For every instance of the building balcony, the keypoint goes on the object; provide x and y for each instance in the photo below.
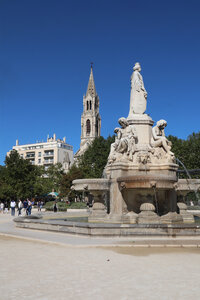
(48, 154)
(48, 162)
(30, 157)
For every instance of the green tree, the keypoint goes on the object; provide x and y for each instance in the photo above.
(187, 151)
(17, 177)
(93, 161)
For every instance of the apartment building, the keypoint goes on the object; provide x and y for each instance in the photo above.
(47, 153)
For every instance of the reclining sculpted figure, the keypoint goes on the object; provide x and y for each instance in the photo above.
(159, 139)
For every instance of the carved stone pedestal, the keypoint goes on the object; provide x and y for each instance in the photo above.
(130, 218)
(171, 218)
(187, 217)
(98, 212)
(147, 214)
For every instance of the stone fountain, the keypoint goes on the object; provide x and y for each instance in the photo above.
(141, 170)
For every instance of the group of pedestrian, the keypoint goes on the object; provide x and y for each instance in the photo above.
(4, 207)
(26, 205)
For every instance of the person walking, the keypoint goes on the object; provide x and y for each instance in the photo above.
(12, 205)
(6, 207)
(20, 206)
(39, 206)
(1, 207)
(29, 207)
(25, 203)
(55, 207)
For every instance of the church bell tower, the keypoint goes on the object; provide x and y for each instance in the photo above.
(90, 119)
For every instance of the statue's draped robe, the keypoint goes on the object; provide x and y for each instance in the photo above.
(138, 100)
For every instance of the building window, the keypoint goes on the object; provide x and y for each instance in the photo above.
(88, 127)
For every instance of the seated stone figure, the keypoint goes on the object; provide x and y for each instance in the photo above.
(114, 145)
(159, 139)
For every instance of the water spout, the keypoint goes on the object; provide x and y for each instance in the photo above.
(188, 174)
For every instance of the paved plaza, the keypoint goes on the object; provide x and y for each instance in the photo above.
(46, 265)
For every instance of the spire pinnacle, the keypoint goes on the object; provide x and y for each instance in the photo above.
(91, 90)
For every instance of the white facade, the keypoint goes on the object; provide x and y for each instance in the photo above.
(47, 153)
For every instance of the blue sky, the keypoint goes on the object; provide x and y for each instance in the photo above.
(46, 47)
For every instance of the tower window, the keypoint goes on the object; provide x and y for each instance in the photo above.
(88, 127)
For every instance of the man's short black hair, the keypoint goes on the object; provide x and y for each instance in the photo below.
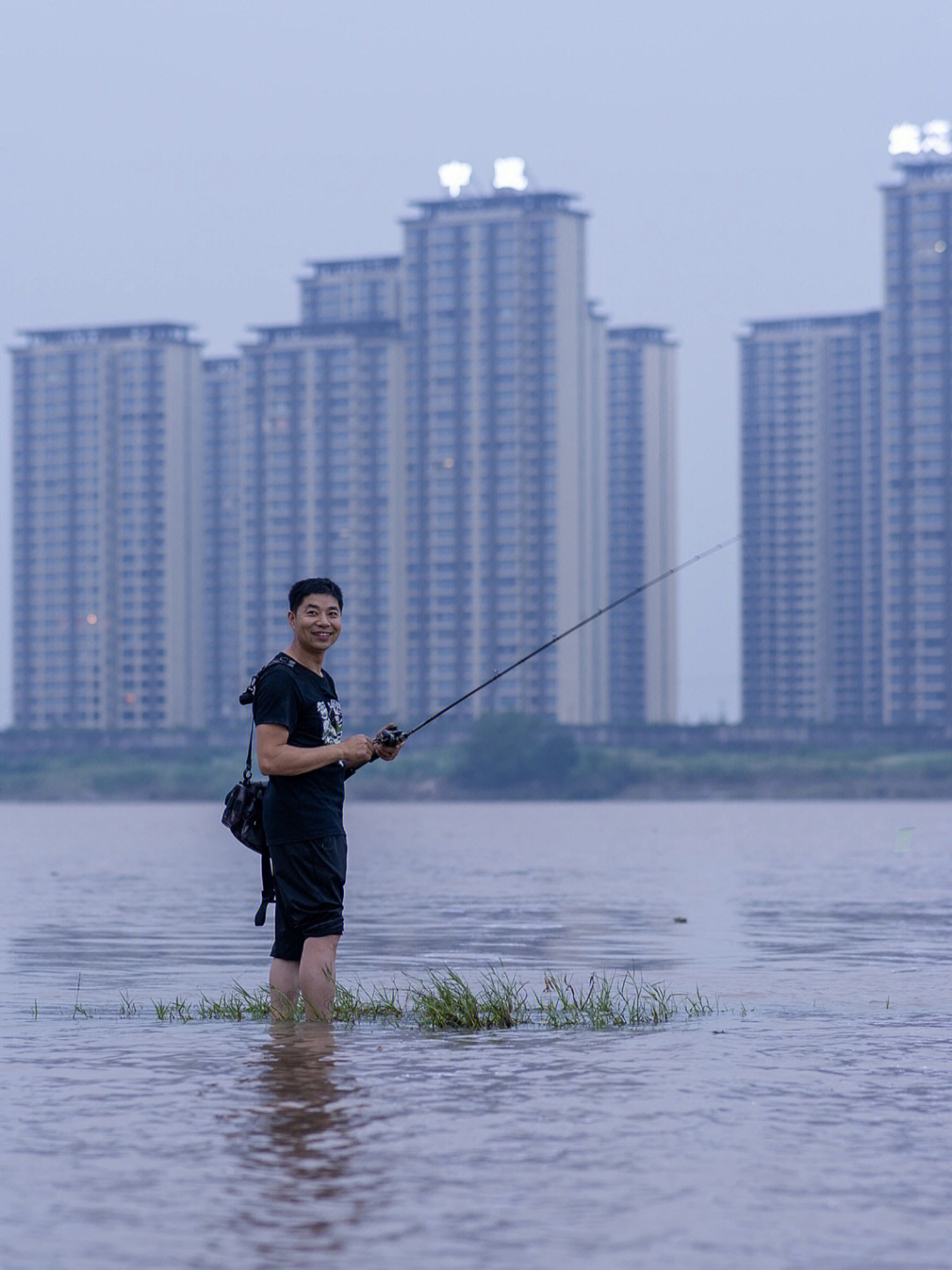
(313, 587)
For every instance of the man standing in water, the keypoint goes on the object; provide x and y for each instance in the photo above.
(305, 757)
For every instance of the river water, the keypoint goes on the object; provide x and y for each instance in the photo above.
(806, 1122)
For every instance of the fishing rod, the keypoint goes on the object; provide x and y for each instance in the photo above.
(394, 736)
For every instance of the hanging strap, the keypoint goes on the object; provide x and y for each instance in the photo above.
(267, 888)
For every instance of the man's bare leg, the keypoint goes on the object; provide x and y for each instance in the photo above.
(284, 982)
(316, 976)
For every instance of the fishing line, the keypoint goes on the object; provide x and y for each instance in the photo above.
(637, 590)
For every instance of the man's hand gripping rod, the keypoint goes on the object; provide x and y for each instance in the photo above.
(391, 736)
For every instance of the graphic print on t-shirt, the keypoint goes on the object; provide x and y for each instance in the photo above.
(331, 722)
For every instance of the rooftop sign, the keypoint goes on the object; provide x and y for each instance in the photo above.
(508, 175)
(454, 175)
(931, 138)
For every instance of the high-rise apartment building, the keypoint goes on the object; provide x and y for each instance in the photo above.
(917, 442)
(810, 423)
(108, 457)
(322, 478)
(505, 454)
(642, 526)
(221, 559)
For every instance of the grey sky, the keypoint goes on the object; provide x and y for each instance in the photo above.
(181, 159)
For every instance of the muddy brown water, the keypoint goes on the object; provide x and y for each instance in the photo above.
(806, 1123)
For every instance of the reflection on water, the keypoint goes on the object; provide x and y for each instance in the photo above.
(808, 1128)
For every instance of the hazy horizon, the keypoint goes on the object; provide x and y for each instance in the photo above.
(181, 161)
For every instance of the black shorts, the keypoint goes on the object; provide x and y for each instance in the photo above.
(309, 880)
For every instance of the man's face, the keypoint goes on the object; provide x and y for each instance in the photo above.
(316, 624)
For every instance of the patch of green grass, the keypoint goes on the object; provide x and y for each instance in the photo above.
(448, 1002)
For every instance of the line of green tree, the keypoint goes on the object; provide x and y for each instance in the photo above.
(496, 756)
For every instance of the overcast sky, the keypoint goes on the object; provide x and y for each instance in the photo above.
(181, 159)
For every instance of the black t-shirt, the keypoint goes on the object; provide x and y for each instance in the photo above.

_ _ _ _

*WORK TO COMPLETE*:
Repeat the material above verbatim, with no pictures in the output.

*ANSWER SECTION*:
For every instance of the building balcony, the keypoint goes on the object; provide x and y for each instance in the photo below.
(48, 154)
(48, 162)
(30, 157)
For every instance of the green tree, the keypoint goes on the object; provide x and y for each instance in the photo above.
(187, 151)
(17, 177)
(93, 161)
For every instance of the apartment building, the keypoint goes on the object; provide x and y for each instance in the photo above.
(47, 153)
For every instance of the reclining sculpted figure, the keypoint goes on the object; provide x and y for each instance in the photo above.
(159, 139)
For every instance of the carved stone pedestal, the keypoint goes on the object; provide x and y for each instance in the photo above.
(130, 218)
(171, 218)
(187, 217)
(98, 212)
(147, 214)
For every instance of the stone fountain, the keypoint goes on the object; provide x and y for each instance in the photo above.
(141, 170)
For every instance of the group of pedestrian, the keypoint goes on the object; provide x and y for each instance in the photo above.
(4, 207)
(26, 205)
For every instance of the person walking, the keypoint goes on the object; provide x and y for each instance in the photo above.
(12, 205)
(6, 207)
(20, 206)
(39, 206)
(1, 207)
(29, 207)
(25, 203)
(55, 207)
For every instance of the church bell tower, the keypoint goes on the object; provide x and y for each instance in the photo above.
(90, 119)
For every instance of the statue's draped robe, the keypoint goes on the object; provide x and y for each instance in the photo above.
(138, 100)
For every instance of the building window, the keypoint goes on the object; provide x and y for each instance in the photo above.
(88, 127)
For every instance of the seated stone figure, the keypoint goes on the object; provide x and y for each instance in the photo above.
(114, 145)
(159, 139)
For every instance of the water spout, the keypoint goes on the object; provide x and y for each instance in the photo above.
(188, 174)
For every instance of the paved plaza, the keypoint goes on the object; provide x and y for each instance in the photo above.
(46, 265)
For every instance of the spire pinnacle, the keypoint goes on the object; provide x and y for each instance in the photo above.
(91, 90)
For every instance of the white facade, the keypoint goes on the object; provide x and y for each instance in the photo above.
(47, 153)
For every instance of the blue sky, the keypoint goes on the object; provide x and y for each instance in the photo above.
(46, 47)
For every instance of the tower window, the keypoint goes on the object; provide x and y for each instance in the photo above.
(88, 127)
For every instance of the man's short black hair, the keypoint goes on the object; provide x and y for each instance in the photo below.
(313, 587)
For every instance of the man standing in water, the keypoint goes on the object; provide x and y for each instance in the photo above.
(305, 757)
For every instance of the river water, the keypoint goes on the object; provide x and y for each instance in the photo above.
(806, 1122)
For every instance of the fishing rod, the keypoint goes on the object; provide x and y for each instance in the photo above.
(394, 736)
For every instance of the hanging strap, the keypoint goes on the object; provide x and y for each instance in the photo above.
(267, 888)
For every instance of the man's bare leg, the keypoint goes on the object; provide x and y for each instance in the photo above.
(284, 982)
(316, 976)
For every instance of the fishing line, the keypoint goes on the object; provide x and y for each instance in the photo above.
(637, 590)
For every instance of the man's hand gripping rod, the keypoint goes on the object; provide x and y for each instance in the photo above.
(391, 736)
For every instance of the graphic print on t-shirt, the keypoint goes on the object; provide x and y for each instance in the photo above.
(331, 722)
For every instance of the rooftop sign, the keypoint goes on the object; provide x and y for each instance in the photo above.
(508, 175)
(454, 175)
(931, 138)
For every instance of the high-rise apartment building, the keypoint goes on the object; provide x and y for each instance in the photo above.
(917, 442)
(810, 423)
(108, 457)
(322, 478)
(505, 454)
(642, 526)
(221, 559)
For every instance of the grey sky, the keypoint goes on the object; provide x and y for each instance in the photo above.
(181, 159)
For every instance of the muddy brown water, the keypoint goes on the object; provide x and y for each instance in the photo above.
(806, 1123)
For every instance of the reflection on water, the keypoint goes on the object; provide x and y for each instance in the photo above.
(808, 1128)
For every instance of the hazy horizon, the keypoint goes on the object; provide x and y for each instance in the photo above.
(181, 161)
For every instance of the black shorts, the keypoint goes on the object; provide x and y for each instance in the photo above.
(309, 880)
For every instance of the man's face, the keypoint goes on the object; provide x and y for each instance in the photo above.
(316, 624)
For every instance of the patch of green grass, the keypoint goes on the object; provide x and y for each instance in the photo above.
(448, 1002)
For every instance of the line of green tree, the keypoint goes on the object; provide x and y for each instance in the photo above.
(496, 756)
For every instance of the overcast sky, the keypoint goes on the object; provide x and y for each instance in the photo above.
(181, 159)
For every instance of the black t-shirt, the keypoint goes on the object; provide x and y for each instance in the photo above.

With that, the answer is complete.